* Exercise objective
Everything from the line with "Put a dot on each instance of the white coat in" to the end of the data should be restated word for word, and nothing before it.

=== Given data ===

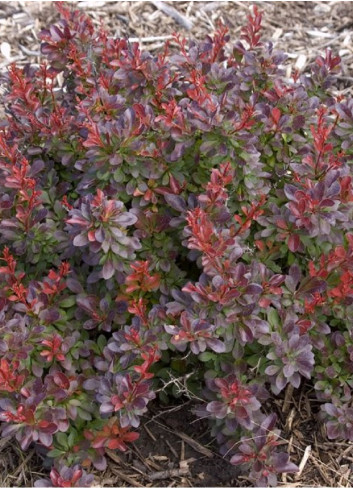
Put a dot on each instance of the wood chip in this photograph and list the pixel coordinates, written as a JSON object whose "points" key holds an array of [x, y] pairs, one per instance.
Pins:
{"points": [[5, 49], [303, 462], [194, 444]]}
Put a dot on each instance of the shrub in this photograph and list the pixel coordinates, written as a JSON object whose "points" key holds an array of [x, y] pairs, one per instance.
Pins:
{"points": [[187, 213]]}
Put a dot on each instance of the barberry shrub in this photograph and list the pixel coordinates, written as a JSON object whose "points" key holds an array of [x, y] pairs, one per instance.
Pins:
{"points": [[185, 213]]}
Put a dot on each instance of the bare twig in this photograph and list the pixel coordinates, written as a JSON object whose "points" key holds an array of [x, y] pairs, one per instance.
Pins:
{"points": [[173, 13], [166, 474]]}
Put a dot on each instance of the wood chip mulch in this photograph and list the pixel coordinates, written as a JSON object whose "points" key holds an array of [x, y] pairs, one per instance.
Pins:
{"points": [[174, 449]]}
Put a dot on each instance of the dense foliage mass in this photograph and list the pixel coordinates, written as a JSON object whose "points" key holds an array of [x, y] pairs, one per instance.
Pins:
{"points": [[187, 214]]}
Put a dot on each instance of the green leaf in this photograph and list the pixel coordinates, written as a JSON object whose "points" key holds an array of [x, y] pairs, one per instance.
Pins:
{"points": [[273, 317], [61, 438]]}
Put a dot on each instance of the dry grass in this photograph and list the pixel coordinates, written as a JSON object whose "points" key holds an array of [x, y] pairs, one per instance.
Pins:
{"points": [[173, 449]]}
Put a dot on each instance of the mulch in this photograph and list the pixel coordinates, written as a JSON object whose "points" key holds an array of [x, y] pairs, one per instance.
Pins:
{"points": [[174, 448]]}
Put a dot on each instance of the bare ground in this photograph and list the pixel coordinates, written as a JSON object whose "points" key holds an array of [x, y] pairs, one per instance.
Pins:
{"points": [[174, 449]]}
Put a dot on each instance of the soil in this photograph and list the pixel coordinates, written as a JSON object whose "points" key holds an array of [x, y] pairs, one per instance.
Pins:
{"points": [[175, 449]]}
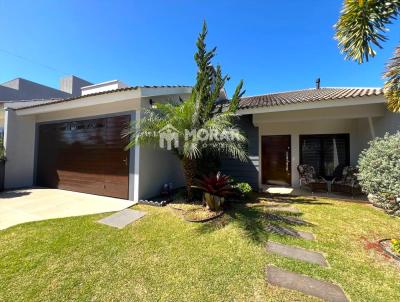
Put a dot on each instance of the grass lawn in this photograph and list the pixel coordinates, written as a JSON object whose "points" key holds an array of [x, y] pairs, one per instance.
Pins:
{"points": [[164, 258]]}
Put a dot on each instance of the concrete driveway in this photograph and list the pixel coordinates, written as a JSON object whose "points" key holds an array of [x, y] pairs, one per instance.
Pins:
{"points": [[40, 204]]}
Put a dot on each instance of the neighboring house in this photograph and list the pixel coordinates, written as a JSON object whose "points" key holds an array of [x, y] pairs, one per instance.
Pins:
{"points": [[322, 127], [76, 144], [20, 89]]}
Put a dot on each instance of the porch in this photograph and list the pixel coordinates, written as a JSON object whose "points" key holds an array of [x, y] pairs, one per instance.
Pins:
{"points": [[325, 138]]}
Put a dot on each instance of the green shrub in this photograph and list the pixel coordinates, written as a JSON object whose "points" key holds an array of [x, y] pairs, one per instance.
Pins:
{"points": [[243, 187], [396, 245], [379, 172]]}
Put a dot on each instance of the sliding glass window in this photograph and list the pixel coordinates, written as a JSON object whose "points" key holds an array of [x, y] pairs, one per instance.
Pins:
{"points": [[326, 153]]}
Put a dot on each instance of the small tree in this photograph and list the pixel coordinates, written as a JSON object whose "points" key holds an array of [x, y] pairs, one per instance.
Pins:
{"points": [[379, 175], [199, 112]]}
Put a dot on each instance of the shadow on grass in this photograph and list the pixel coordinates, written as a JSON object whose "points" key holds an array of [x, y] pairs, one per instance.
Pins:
{"points": [[250, 220], [256, 223], [278, 198]]}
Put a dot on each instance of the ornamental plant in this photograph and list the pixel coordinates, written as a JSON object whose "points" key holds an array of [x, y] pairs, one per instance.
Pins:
{"points": [[379, 172], [215, 188], [243, 187], [396, 245]]}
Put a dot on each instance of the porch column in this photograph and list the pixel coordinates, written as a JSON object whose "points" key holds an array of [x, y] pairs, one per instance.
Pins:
{"points": [[295, 159], [371, 127]]}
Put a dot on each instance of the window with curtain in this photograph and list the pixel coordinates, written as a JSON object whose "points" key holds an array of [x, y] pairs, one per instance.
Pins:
{"points": [[326, 153]]}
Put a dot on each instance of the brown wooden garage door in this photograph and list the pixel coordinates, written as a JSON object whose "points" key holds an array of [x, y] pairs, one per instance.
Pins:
{"points": [[85, 156]]}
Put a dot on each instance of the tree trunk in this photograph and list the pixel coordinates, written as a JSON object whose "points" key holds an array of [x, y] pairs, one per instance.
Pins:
{"points": [[189, 167]]}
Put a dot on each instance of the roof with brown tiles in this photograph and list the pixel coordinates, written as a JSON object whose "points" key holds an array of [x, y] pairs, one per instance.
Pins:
{"points": [[305, 96], [32, 103]]}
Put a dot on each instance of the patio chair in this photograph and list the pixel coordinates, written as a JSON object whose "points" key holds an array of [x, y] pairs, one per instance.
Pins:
{"points": [[347, 183], [308, 179]]}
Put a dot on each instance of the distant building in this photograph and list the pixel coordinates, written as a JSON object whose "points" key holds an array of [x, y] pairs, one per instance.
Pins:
{"points": [[23, 90]]}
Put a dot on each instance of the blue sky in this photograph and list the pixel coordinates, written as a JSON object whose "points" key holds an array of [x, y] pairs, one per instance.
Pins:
{"points": [[271, 45]]}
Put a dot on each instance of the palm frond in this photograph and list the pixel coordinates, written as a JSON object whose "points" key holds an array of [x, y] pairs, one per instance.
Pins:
{"points": [[362, 25], [392, 85]]}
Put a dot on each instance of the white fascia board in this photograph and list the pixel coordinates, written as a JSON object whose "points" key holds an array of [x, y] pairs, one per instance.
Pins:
{"points": [[316, 105], [85, 102]]}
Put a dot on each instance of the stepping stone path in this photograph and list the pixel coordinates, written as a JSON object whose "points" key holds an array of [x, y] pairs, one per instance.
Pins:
{"points": [[275, 276], [287, 231], [123, 218], [310, 286], [297, 253]]}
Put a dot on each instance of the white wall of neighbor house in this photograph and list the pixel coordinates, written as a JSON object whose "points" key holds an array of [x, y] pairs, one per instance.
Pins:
{"points": [[350, 119], [19, 141]]}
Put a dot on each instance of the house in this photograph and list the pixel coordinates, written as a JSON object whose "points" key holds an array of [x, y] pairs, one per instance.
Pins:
{"points": [[322, 127], [21, 89], [75, 143]]}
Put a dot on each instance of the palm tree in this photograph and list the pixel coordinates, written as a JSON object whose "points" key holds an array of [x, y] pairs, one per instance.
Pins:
{"points": [[362, 24], [199, 111]]}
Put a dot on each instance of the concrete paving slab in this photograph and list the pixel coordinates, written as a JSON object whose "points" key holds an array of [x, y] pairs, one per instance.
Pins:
{"points": [[20, 206], [296, 253], [310, 286], [122, 219], [288, 231]]}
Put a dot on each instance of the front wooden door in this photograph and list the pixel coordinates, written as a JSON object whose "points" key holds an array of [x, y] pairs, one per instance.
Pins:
{"points": [[276, 160], [85, 156]]}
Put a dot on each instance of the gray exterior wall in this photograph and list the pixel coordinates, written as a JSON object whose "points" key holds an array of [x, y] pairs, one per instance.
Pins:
{"points": [[245, 171]]}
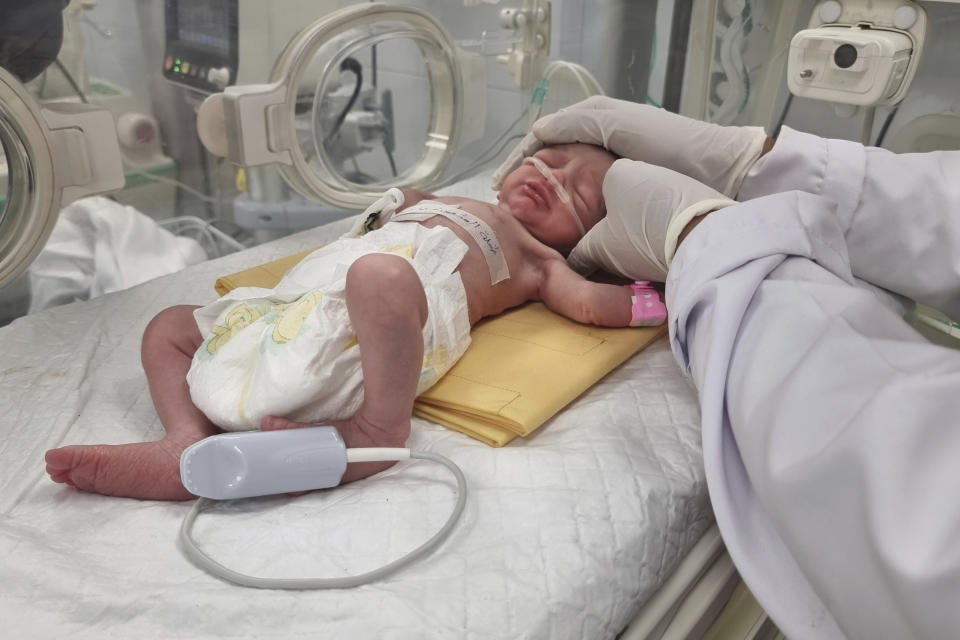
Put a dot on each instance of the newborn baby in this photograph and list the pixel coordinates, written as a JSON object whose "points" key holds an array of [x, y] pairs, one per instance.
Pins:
{"points": [[358, 328]]}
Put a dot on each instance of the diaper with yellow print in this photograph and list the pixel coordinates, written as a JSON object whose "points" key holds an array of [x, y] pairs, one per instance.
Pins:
{"points": [[291, 350]]}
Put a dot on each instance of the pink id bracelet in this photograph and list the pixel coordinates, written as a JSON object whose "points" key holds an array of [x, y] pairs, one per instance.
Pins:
{"points": [[648, 309]]}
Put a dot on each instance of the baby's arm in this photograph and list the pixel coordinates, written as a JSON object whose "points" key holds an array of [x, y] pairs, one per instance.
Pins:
{"points": [[568, 293], [413, 196]]}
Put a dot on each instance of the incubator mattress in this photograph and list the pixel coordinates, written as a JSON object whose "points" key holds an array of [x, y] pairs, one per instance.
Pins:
{"points": [[565, 534]]}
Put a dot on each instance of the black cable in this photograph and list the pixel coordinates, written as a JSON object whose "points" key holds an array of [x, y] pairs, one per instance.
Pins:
{"points": [[393, 165], [886, 125], [352, 65], [783, 115]]}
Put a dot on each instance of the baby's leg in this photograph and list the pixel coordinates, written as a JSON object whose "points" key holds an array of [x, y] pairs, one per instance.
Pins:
{"points": [[148, 470], [388, 309]]}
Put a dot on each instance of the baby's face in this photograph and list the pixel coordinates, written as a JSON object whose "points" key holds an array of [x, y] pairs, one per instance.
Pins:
{"points": [[579, 168]]}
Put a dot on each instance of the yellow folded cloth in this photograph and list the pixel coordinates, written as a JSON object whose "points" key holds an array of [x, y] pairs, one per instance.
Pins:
{"points": [[522, 367]]}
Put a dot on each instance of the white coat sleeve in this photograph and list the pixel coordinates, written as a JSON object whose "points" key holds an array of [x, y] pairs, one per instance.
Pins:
{"points": [[900, 213], [830, 435]]}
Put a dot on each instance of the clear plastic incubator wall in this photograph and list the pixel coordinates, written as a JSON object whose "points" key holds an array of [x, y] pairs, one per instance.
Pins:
{"points": [[425, 97]]}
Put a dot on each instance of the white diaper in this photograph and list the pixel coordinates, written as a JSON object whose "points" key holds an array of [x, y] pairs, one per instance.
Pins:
{"points": [[291, 350]]}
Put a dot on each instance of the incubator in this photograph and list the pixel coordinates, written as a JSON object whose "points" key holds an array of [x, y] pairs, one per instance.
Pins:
{"points": [[240, 121]]}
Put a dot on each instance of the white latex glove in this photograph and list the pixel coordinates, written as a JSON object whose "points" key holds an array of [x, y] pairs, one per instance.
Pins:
{"points": [[715, 155], [647, 209]]}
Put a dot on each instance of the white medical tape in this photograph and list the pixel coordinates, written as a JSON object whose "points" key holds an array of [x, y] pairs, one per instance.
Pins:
{"points": [[562, 194], [479, 230]]}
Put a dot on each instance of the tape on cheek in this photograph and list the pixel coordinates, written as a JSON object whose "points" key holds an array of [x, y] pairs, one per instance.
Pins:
{"points": [[562, 194]]}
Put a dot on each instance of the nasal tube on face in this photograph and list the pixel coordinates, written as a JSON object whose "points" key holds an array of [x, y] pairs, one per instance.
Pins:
{"points": [[562, 194]]}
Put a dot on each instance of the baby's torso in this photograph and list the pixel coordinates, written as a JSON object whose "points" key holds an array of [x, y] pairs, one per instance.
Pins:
{"points": [[503, 264]]}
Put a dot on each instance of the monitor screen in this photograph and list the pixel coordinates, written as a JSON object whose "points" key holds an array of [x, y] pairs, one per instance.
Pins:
{"points": [[204, 23]]}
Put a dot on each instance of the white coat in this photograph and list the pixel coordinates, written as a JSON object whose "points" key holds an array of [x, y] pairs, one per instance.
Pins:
{"points": [[831, 429]]}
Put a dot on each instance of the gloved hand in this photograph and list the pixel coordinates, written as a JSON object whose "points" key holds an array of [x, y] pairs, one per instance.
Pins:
{"points": [[715, 155], [647, 209]]}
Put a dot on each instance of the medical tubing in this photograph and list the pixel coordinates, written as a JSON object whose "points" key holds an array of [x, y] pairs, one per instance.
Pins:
{"points": [[205, 562]]}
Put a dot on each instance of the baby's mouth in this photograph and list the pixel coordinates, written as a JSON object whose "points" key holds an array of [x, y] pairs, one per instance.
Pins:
{"points": [[538, 193]]}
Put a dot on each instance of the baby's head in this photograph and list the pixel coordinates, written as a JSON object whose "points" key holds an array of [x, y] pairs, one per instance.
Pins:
{"points": [[534, 201]]}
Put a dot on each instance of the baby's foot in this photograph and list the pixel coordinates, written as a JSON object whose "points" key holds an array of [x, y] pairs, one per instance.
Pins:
{"points": [[356, 432], [147, 470]]}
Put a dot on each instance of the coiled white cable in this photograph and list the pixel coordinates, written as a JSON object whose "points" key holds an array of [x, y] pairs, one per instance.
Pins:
{"points": [[205, 562]]}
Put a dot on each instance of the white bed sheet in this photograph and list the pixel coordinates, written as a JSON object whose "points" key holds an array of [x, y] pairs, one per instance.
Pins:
{"points": [[565, 533]]}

===

* Output of the task
Put a dot on each instance of the white coat in this photograph and list the pixel coordinates, written as a JSON object whose "points" key holds an array of [x, y] pairs, one per instance.
Pins:
{"points": [[831, 429]]}
Put a dot on each instance of the gloved hand in this photograph and list the pixel coordinates, written as a JSON object whose "points" key holds an array of [x, y] pairs, one per instance.
Pins:
{"points": [[715, 155], [647, 209]]}
Put a dot on each instance of the medical tubing in this photograph and list the pixel coordinates, written as a JSON object whose "points" key holds an array of [x, y] pairs, one per instance.
Pins:
{"points": [[205, 562]]}
Put a dot on each instance of the baby's mouth in this photograph and list the pixel coordinates, written as a JSON object whose "points" key holds an array of [x, y] pairs, one per instance.
Pins:
{"points": [[538, 193]]}
Put a dot on each instance of the baby's head in this photograph and list the pixel coordinates, written as a JSON object whose "points" key holds an array of [x, y] pairs, one per instance.
Pins:
{"points": [[534, 201]]}
Put a dot on each instance of the baby's foot in this photograph and list the pixel coordinates, written as a JSON object whose "points" key holds an array of [x, y] pairs, one per instance.
Pins:
{"points": [[356, 432], [147, 470]]}
Put a dot on each instance of the coiled white cable in this photograph and list the pixel coordinates, written as a JSON object whose "points" key holds an array of [x, y] pairs, one per instance.
Pins:
{"points": [[205, 562]]}
Put a dot on each instance of the white bed sheet in this photograph and list the pixel coordinates, written as a JSON object whose "points" key holds an array of [x, y] pairs, one per instance.
Pins:
{"points": [[565, 533]]}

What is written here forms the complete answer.